De gezagsbeëindiging is bij wet voorzien en – zoals uit het voorgaande volgt – noodzakelijk in de zin van art. 8, lid 2 EVRM.
Dit alles staat echter los van de vraag of, en zo ja op welke wijze het contact tussen de moeder en de kinderen kan worden hersteld. Tussen alle betrokkenen is immers niet in geschil dat de moeder en de kinderen recht en belang hebben bij contact met elkaar. Het hof is niet gebleken dat de GI onvoldoende heeft geïnvesteerd in contactherstel, zoals de moeder stelt. Om hen moverende redenen weigeren de kinderen iedere vorm van contact met hun moeder. Uit het verslag van Koel & Co, opgemaakt naar aanleiding van het huisbezoek aan de kinderen op 17 juni 2021, blijkt dat de hulpverlener heeft geconstateerd dat het trauma bij de kinderen diep zit en dat zij hun pijn, angst, onmacht en verdriet kan zien en bijna kan voelen. Met de GI is het hof dan ook van oordeel dat het proces van contactherstel met de grootst mogelijke zorgvuldigheid dient te worden omgeven, ook als dat betekent dat het contact tussen de moeder en de kinderen voorlopig nog op zich laat wachten. Zoals ook de hulpverlener van Koel & Co in voornoemd verslag schrijft, kan het zijn dat het verzet van de kinderen met de tijd plaatsmaakt voor belangstelling naar hun afkomst
5.1
Het hof komt op grond van het voorgaande tot het oordeel dat de bestreden beschikking dient te worden bekrachtigd. Dit leidt tot de volgende beslissing.

6.De beslissing

Het hof:
bekrachtigt de beschikking waarvan beroep;
verzoekt de griffier krachtens het bepaalde in het Besluit gezagsregisters een afschrift van deze uitspraak toe te zenden aan de griffier van de rechtbank Amsterdam, afdeling civiel recht, team familie- en jeugdrecht ter attentie van het openbaar register.
Deze beschikking is gegeven door mr. J.M. van Baardewijk, mr. A.N. van de Beek en mr. P.J.W.M. Sliepenbeek, in tegenwoordigheid van de griffier en is op 17 augustus 2021 in het openbaar uitgesproken door de voorzitter.

** Invoergegevens **
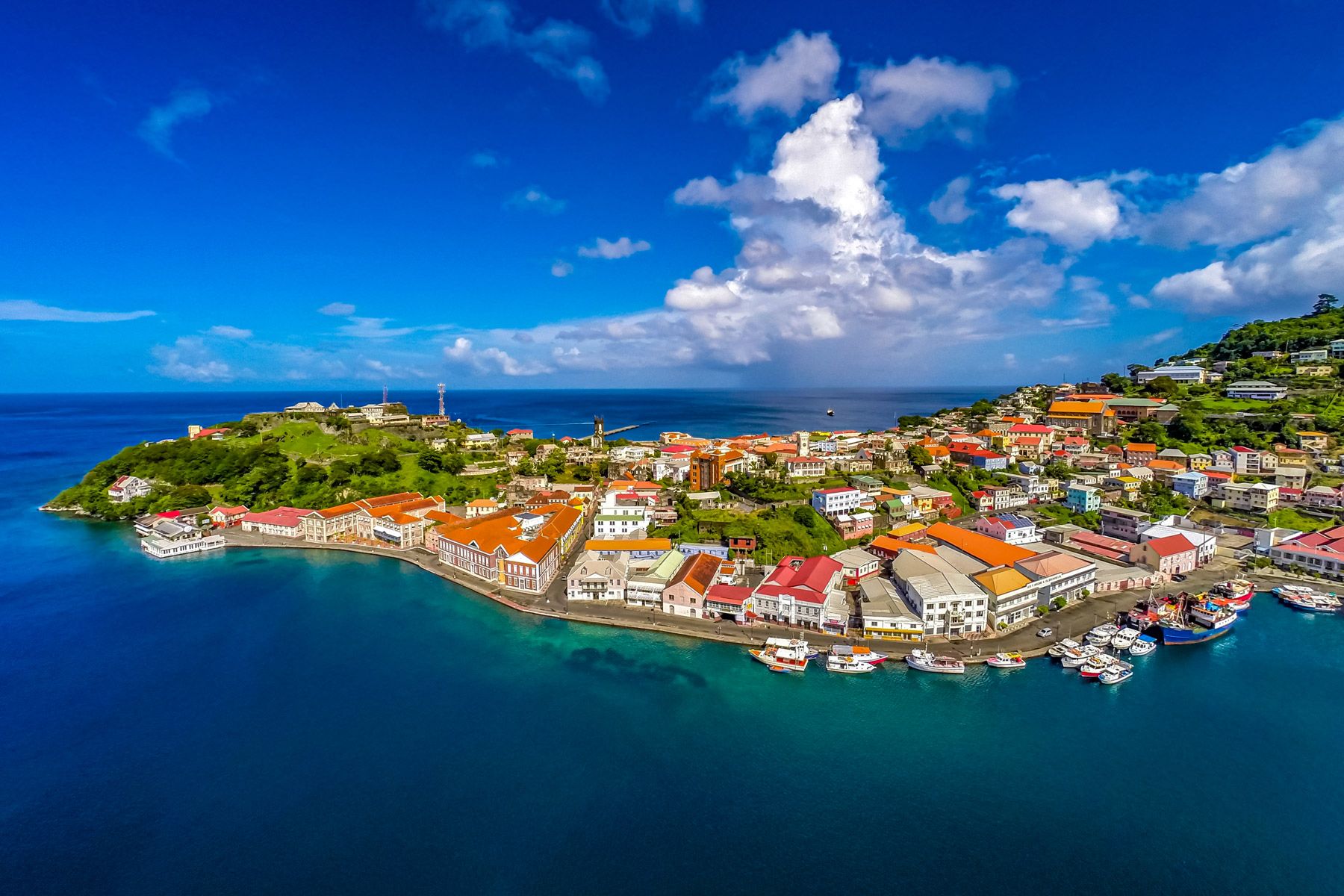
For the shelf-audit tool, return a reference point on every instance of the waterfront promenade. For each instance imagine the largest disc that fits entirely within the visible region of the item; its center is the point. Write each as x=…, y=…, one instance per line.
x=1071, y=621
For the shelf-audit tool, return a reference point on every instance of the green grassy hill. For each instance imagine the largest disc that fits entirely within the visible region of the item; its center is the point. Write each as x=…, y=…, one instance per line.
x=296, y=464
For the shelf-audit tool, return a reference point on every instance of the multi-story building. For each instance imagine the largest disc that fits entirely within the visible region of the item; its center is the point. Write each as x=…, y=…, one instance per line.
x=1191, y=484
x=597, y=578
x=1121, y=523
x=840, y=500
x=797, y=588
x=806, y=467
x=1082, y=499
x=945, y=600
x=517, y=550
x=1177, y=373
x=685, y=594
x=128, y=488
x=1008, y=528
x=1254, y=497
x=1256, y=390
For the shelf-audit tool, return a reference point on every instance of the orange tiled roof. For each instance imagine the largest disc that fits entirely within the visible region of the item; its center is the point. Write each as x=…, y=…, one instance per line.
x=503, y=531
x=981, y=547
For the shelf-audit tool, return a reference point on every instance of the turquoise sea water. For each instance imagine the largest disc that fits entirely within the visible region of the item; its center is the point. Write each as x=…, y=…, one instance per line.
x=281, y=722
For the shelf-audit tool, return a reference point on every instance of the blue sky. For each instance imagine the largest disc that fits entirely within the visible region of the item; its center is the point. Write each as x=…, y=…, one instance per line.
x=655, y=193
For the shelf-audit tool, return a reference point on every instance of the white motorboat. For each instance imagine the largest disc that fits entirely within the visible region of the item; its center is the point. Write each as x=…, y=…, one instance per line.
x=1142, y=647
x=783, y=655
x=1102, y=635
x=1057, y=650
x=1124, y=638
x=925, y=662
x=1117, y=673
x=848, y=665
x=1075, y=657
x=858, y=653
x=1093, y=667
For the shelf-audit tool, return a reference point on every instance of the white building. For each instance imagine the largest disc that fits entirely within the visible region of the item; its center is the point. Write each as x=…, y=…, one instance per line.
x=833, y=501
x=947, y=601
x=1179, y=373
x=1256, y=390
x=597, y=578
x=128, y=488
x=1009, y=528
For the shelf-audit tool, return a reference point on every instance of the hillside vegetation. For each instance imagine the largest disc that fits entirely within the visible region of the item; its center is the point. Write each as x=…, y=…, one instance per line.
x=296, y=464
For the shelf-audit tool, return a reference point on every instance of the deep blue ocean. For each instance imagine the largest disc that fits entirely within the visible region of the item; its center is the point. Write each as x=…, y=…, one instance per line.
x=296, y=723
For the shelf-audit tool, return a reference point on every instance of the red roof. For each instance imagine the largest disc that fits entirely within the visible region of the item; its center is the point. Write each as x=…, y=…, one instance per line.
x=732, y=594
x=1171, y=546
x=280, y=516
x=812, y=574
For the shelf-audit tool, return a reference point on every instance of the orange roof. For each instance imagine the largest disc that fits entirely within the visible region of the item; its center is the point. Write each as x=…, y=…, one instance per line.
x=444, y=516
x=1077, y=408
x=981, y=547
x=628, y=544
x=488, y=534
x=698, y=571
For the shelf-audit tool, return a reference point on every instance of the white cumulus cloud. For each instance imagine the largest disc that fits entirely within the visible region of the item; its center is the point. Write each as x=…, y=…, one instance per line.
x=23, y=309
x=623, y=247
x=561, y=49
x=930, y=97
x=800, y=70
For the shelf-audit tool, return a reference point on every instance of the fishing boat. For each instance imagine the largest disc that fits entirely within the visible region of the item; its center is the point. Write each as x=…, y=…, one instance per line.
x=866, y=655
x=1142, y=647
x=1310, y=602
x=925, y=662
x=1057, y=650
x=783, y=655
x=1195, y=621
x=1102, y=635
x=1234, y=594
x=848, y=665
x=1093, y=667
x=1117, y=673
x=1075, y=657
x=1124, y=638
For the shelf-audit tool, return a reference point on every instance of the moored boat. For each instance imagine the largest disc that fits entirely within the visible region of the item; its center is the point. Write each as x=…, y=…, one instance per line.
x=1142, y=647
x=866, y=655
x=1102, y=635
x=1075, y=657
x=1093, y=667
x=1057, y=650
x=848, y=665
x=1124, y=638
x=1117, y=673
x=925, y=662
x=783, y=655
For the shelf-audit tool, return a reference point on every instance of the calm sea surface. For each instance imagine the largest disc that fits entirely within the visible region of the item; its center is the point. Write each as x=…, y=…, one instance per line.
x=282, y=723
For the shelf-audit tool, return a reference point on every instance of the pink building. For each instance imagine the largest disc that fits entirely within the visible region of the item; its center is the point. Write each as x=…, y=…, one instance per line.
x=1169, y=555
x=685, y=593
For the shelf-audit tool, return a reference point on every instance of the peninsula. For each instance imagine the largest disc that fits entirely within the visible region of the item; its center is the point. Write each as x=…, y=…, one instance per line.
x=1042, y=508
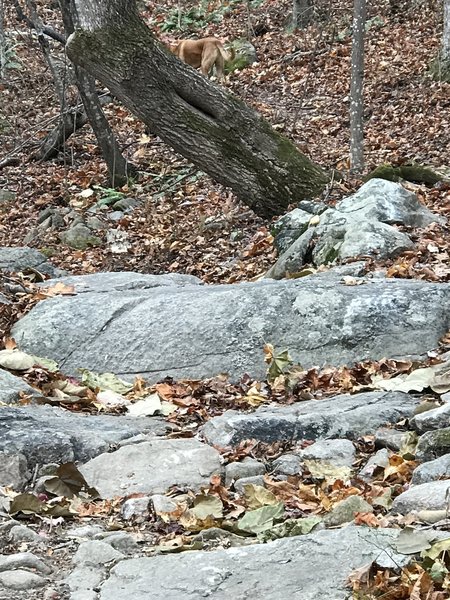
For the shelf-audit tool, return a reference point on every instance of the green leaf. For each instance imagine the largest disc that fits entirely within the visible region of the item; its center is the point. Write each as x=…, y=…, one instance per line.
x=257, y=521
x=290, y=528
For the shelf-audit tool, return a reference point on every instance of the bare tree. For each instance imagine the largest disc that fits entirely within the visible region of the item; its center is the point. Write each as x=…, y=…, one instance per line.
x=357, y=88
x=210, y=127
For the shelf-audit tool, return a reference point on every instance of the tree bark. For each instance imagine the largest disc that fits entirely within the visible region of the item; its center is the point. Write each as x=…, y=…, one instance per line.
x=357, y=88
x=445, y=53
x=302, y=13
x=213, y=129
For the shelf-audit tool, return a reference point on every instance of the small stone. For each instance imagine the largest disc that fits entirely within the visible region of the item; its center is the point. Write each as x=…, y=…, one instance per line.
x=79, y=237
x=84, y=533
x=162, y=504
x=379, y=460
x=389, y=438
x=432, y=470
x=255, y=480
x=13, y=470
x=287, y=464
x=84, y=579
x=344, y=511
x=96, y=553
x=23, y=560
x=21, y=580
x=426, y=496
x=115, y=215
x=137, y=508
x=21, y=533
x=436, y=418
x=249, y=467
x=119, y=540
x=340, y=453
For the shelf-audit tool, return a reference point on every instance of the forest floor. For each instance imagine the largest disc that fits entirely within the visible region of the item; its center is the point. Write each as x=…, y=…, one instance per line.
x=189, y=224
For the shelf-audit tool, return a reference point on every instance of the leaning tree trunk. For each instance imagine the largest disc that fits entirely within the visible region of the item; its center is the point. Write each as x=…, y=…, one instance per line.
x=213, y=129
x=357, y=89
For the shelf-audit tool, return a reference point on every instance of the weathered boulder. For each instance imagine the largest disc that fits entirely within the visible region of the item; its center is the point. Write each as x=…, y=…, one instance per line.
x=152, y=467
x=45, y=434
x=436, y=418
x=250, y=572
x=340, y=416
x=22, y=258
x=359, y=225
x=105, y=283
x=199, y=331
x=12, y=387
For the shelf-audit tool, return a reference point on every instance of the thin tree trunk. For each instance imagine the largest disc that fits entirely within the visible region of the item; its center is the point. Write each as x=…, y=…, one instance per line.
x=302, y=12
x=357, y=89
x=213, y=129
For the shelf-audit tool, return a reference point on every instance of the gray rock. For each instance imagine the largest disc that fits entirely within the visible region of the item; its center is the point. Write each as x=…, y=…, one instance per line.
x=21, y=533
x=120, y=541
x=152, y=467
x=21, y=580
x=45, y=434
x=335, y=452
x=436, y=418
x=426, y=496
x=246, y=468
x=389, y=438
x=432, y=470
x=379, y=460
x=161, y=503
x=126, y=281
x=80, y=237
x=13, y=470
x=95, y=223
x=82, y=533
x=85, y=579
x=126, y=204
x=136, y=509
x=390, y=203
x=345, y=511
x=222, y=326
x=433, y=444
x=287, y=464
x=249, y=572
x=240, y=484
x=22, y=258
x=244, y=51
x=289, y=228
x=7, y=196
x=23, y=560
x=359, y=225
x=96, y=554
x=339, y=416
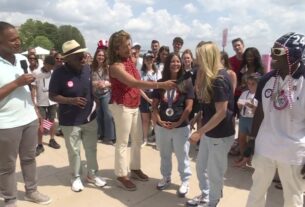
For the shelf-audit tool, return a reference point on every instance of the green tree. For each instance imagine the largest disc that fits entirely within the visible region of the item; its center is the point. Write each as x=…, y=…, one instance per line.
x=56, y=35
x=42, y=41
x=68, y=32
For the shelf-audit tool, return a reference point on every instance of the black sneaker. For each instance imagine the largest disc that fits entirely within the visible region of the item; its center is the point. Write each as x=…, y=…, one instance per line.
x=54, y=144
x=39, y=149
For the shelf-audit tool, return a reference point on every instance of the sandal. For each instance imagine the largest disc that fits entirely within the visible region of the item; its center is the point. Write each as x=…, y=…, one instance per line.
x=126, y=183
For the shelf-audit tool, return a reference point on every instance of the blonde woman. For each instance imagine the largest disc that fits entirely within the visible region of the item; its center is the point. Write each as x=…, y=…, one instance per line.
x=124, y=105
x=216, y=135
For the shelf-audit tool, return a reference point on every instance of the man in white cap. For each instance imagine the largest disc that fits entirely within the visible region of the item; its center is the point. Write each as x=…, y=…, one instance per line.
x=137, y=48
x=18, y=121
x=71, y=87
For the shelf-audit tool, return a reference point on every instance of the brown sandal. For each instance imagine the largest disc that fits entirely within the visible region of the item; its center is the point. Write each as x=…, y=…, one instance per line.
x=138, y=175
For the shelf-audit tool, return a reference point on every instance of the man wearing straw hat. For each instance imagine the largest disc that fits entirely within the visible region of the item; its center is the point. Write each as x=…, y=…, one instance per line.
x=71, y=87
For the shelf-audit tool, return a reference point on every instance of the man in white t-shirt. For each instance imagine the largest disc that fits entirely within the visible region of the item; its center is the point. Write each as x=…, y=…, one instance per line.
x=18, y=121
x=46, y=107
x=279, y=126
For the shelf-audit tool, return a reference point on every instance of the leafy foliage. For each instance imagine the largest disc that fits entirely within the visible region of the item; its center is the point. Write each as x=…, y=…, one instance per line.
x=36, y=33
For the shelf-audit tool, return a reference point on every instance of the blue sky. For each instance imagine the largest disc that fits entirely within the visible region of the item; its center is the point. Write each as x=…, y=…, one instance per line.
x=258, y=22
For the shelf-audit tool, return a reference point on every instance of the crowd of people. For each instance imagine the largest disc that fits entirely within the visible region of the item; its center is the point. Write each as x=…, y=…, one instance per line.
x=122, y=98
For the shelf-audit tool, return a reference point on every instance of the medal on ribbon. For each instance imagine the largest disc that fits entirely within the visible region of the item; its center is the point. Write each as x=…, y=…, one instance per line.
x=170, y=97
x=280, y=101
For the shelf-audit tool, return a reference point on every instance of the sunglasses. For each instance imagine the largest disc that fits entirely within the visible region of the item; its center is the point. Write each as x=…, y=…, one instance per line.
x=278, y=51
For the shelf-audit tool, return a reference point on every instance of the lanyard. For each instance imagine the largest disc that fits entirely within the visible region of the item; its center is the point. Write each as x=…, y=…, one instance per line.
x=170, y=97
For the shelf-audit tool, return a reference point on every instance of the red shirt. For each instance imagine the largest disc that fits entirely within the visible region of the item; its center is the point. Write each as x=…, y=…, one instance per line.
x=123, y=94
x=236, y=64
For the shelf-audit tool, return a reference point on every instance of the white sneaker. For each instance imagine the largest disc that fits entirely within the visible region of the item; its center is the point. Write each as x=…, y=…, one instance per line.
x=199, y=200
x=183, y=189
x=164, y=183
x=97, y=181
x=77, y=184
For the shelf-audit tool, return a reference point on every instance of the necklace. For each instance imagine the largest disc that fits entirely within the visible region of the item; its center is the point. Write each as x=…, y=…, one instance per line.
x=279, y=98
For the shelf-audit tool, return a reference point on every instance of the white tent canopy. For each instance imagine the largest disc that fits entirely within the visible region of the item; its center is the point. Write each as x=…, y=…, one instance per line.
x=39, y=51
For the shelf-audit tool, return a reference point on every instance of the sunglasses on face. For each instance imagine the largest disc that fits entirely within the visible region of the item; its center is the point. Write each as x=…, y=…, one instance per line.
x=278, y=51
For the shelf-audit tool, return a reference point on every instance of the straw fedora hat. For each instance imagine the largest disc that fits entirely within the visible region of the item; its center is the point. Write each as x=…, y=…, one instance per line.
x=71, y=47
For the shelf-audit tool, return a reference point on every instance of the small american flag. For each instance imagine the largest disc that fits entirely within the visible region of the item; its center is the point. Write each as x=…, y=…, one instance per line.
x=46, y=124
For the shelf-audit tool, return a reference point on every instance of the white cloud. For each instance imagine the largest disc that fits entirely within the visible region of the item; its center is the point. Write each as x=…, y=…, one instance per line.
x=258, y=22
x=190, y=8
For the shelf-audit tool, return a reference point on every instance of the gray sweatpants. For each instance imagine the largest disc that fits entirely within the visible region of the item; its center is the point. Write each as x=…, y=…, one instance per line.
x=19, y=140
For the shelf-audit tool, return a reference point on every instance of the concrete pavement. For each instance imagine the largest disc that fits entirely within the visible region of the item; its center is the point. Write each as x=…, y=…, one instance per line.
x=54, y=180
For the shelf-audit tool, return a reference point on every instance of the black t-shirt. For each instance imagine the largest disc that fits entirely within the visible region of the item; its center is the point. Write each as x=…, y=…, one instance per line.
x=222, y=91
x=68, y=83
x=178, y=104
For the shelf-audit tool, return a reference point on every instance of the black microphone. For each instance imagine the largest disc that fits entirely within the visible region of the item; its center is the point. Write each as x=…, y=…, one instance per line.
x=85, y=92
x=24, y=66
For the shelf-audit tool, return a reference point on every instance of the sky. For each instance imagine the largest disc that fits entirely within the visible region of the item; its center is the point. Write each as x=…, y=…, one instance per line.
x=258, y=22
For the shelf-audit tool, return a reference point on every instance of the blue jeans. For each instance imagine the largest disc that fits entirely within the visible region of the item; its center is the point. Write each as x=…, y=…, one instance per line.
x=174, y=140
x=211, y=165
x=105, y=123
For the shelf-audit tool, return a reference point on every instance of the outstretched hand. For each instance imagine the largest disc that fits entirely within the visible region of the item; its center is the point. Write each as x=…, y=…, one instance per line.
x=168, y=84
x=303, y=171
x=195, y=137
x=25, y=79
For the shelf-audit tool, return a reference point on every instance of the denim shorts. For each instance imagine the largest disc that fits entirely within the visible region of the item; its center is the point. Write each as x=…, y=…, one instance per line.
x=245, y=124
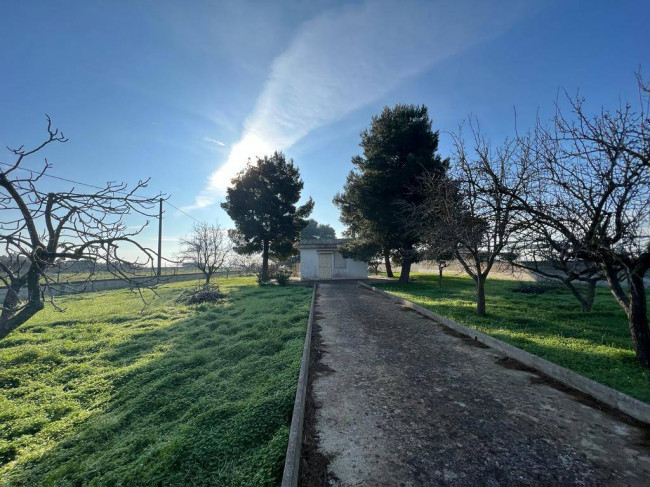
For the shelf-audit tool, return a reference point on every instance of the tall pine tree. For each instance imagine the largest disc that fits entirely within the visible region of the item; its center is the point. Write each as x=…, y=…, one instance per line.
x=262, y=204
x=398, y=149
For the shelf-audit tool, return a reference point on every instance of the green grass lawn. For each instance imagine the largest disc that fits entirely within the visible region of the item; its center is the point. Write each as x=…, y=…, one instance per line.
x=106, y=395
x=551, y=325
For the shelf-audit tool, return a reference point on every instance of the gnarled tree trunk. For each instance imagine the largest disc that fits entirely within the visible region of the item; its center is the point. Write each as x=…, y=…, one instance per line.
x=9, y=318
x=265, y=261
x=406, y=271
x=389, y=269
x=480, y=295
x=637, y=316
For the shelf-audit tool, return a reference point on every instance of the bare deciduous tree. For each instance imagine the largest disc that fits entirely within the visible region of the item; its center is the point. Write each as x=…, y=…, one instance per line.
x=471, y=208
x=39, y=230
x=207, y=247
x=592, y=193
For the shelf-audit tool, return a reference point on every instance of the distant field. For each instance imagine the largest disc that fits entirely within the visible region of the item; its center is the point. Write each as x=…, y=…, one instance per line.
x=551, y=325
x=81, y=276
x=177, y=395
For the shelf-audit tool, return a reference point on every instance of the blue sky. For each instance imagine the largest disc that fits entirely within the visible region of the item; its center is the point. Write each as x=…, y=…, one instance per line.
x=182, y=92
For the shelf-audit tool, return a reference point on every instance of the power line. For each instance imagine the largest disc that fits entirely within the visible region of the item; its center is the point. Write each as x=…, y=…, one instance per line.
x=186, y=214
x=92, y=186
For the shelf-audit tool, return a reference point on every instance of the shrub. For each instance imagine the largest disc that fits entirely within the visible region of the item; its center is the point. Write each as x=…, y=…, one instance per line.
x=202, y=293
x=282, y=275
x=261, y=280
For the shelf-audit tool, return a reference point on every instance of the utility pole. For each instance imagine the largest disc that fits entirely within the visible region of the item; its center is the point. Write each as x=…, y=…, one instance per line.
x=159, y=272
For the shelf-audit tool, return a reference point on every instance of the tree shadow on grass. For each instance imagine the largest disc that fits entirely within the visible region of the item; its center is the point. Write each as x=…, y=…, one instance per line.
x=550, y=325
x=189, y=403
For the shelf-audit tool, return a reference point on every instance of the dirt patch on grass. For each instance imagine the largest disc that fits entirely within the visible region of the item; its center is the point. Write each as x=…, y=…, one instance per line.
x=314, y=464
x=467, y=339
x=581, y=397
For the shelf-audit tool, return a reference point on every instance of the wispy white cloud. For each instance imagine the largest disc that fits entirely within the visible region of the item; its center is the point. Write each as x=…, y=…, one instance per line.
x=346, y=58
x=214, y=141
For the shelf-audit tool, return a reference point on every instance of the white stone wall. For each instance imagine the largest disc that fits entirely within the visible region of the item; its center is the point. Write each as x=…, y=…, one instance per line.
x=354, y=269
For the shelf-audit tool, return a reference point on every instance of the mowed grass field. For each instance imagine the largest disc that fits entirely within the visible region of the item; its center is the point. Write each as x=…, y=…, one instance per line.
x=176, y=395
x=550, y=325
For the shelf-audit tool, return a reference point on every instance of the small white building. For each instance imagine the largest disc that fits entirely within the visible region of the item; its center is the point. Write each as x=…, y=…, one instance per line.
x=321, y=259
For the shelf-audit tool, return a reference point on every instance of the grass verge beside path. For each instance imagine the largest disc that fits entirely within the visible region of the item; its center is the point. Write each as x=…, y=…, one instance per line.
x=597, y=344
x=178, y=395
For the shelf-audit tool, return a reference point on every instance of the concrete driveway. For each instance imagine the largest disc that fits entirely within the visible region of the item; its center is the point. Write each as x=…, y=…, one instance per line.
x=397, y=399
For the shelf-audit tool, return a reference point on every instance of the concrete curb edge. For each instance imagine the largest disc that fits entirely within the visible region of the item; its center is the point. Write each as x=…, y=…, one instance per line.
x=606, y=395
x=294, y=448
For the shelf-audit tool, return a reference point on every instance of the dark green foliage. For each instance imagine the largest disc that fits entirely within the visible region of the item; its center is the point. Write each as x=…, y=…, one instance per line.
x=315, y=230
x=550, y=325
x=540, y=287
x=282, y=275
x=262, y=279
x=176, y=396
x=398, y=149
x=262, y=204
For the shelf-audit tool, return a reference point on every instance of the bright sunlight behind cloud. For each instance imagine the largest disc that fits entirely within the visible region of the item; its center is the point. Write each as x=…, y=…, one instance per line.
x=346, y=58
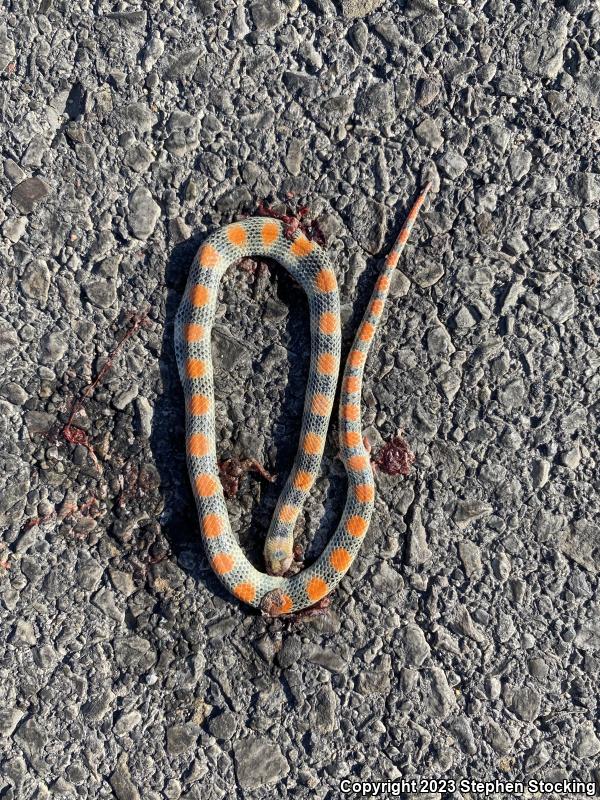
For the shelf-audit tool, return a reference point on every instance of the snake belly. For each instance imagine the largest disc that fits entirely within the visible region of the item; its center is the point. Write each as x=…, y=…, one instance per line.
x=276, y=593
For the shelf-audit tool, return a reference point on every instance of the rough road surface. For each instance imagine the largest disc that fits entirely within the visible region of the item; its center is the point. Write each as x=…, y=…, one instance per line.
x=465, y=641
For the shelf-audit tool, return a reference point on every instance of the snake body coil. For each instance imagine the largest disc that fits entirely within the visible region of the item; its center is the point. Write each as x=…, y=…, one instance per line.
x=310, y=266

** Opdracht **
Citeer uit de leestekst het stuk vanaf "6.De beslissing" tot en met "het openbaar register.". De regels hierboven staan los van de leestekst.

** Uitwerking **
6.De beslissing

Het hof:
bekrachtigt de beschikking waarvan beroep;
verzoekt de griffier krachtens het bepaalde in het Besluit gezagsregisters een afschrift van deze uitspraak toe te zenden aan de griffier van de rechtbank Amsterdam, afdeling civiel recht, team familie- en jeugdrecht ter attentie van het openbaar register.